▸ **Passage shown**

[Begin]

# REALLY stupid question; boiling water



## cheldear (Apr 14, 2010)

Okay guys. I know that this is REALLY REALLY stupid, and a total waste of space.

I recognize that I am 7000 feet above sea level. I recognize that because of the altitude, my cooking times are a LOT longer.

But I have NEVER had trouble boiling water in higher altitudes. Of course, the highest altitude I have cooked in is about 5k above sea level.

Now, I don't profess to be a cook, but someone please tell me something. And I apologize profusely for the inane content of this thread.

I waited for forty minutes for water to boil at high gas level on my stove, with TONS of salt in it at 7k altitude in Mex City the other day. Now in Dallas, it takes about 10-15 at most with the amount of water. Super-low altitude of course, but I am trying to use this as a point of comparison for myself to determine the amount of time it might take between the altitude differences.

All I wanted to do was hard boil some eggs. I could NOT get the water to boil.

I used salt like I do in the states to try to get the water to boil faster. No go. More salt. No go.

Does water not boil up this high? Am I stupid? What am I doing wrong? I have other things I need to boil, like pasta and stuff. How am I being stupid? Please help!

Michelle


----------



## NickZ (Jun 26, 2009)

The water should boil at lower temps.

The gas will burn cooler IIRC.

Salt slows things down. Add it later.

You used a lid?


----------



## cheldear (Apr 14, 2010)

Okay. No on the lid, since never had to do that. No on the lower temps, since we use high temps at lower altitudes.

In lower altitudes, we add salt in the beginning because that speeds things up.

So basically, up is down and down is up? 

Let me just make sure I understand.

Don't use highest setting.
Use lid to boil water.
Don't add salt.

What does it mean "gas will burn cooler at IIRC?"

Thanks in advance.


----------



## NickZ (Jun 26, 2009)

Is it a gas stove? The gas itself will burn cooler.

Use the highest setting you have. Salt raises the boiling point if I think.

[End]

▸ **Records**

[Begin]

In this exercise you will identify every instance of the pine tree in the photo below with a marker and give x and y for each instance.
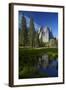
(31, 33)
(23, 32)
(36, 40)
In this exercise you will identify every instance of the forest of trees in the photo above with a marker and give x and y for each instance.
(28, 36)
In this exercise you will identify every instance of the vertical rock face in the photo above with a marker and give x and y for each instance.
(45, 34)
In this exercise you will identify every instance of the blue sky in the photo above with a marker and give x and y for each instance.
(41, 19)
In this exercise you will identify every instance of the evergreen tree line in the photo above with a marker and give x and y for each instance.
(28, 36)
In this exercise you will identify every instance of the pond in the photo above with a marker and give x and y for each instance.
(37, 66)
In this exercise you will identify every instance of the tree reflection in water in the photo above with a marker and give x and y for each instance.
(36, 66)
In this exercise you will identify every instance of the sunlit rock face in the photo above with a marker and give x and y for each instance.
(45, 34)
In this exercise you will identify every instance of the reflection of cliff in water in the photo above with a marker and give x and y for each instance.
(35, 66)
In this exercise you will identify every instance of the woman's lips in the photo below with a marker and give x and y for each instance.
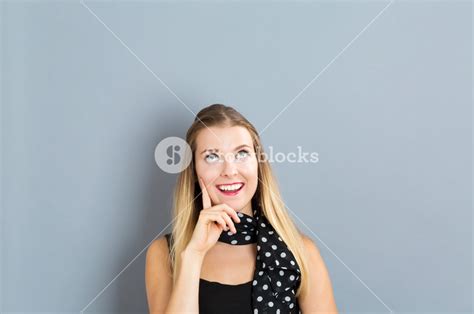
(231, 193)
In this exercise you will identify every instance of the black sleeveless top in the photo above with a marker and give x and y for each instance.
(216, 297)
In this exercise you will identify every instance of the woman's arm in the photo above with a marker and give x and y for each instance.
(319, 298)
(162, 296)
(185, 294)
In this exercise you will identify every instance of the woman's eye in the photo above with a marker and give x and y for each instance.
(212, 159)
(241, 156)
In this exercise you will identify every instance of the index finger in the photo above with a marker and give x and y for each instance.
(206, 201)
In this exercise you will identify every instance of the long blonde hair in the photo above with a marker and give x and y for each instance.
(187, 203)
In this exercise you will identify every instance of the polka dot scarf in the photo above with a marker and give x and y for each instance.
(277, 274)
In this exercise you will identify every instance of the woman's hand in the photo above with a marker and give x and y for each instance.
(211, 222)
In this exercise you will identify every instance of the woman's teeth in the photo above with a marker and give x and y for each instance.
(230, 188)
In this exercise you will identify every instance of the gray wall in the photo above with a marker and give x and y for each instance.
(388, 203)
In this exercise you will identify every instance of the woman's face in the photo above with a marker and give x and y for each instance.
(226, 162)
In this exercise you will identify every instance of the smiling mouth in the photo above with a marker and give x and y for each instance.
(230, 189)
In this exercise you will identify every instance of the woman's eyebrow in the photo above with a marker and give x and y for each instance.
(216, 150)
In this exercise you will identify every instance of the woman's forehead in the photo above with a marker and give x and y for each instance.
(224, 138)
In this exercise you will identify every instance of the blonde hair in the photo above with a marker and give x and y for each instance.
(187, 204)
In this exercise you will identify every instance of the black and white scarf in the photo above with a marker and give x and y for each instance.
(277, 274)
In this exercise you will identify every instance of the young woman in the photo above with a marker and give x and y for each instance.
(233, 247)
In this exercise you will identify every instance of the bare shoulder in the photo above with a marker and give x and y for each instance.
(158, 275)
(310, 247)
(319, 296)
(158, 248)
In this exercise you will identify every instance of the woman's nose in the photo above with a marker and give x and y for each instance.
(230, 168)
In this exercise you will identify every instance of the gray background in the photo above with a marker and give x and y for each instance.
(389, 201)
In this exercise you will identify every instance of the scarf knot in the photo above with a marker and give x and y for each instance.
(277, 275)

[End]

▸ **What the task asks**
Summarize the boiling-water thread above in two sentences.

▸ **Written response**
At about 7,000 feet in Mexico City, the poster waited forty minutes on a high gas setting, with lots of salt added, and still could not get water to boil for hard-boiled eggs, though the same amount takes about 10–15 minutes in Dallas. NickZ replied that the gas will burn cooler, suggested a lid and adding the salt later since it slows things down, and then advised using the highest setting.